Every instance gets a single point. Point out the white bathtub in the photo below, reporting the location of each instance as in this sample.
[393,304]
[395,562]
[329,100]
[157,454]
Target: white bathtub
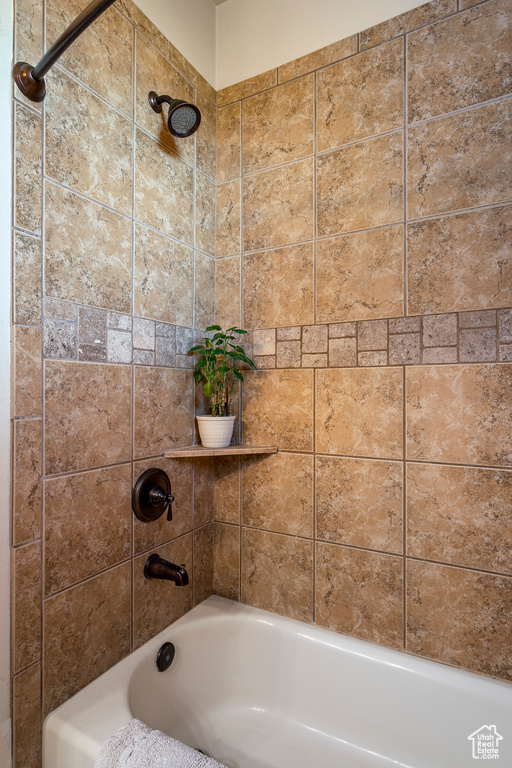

::::

Count the lines above that contain the word "bathtub", matching case exactly, and give only the number.

• **Solution to the problem**
2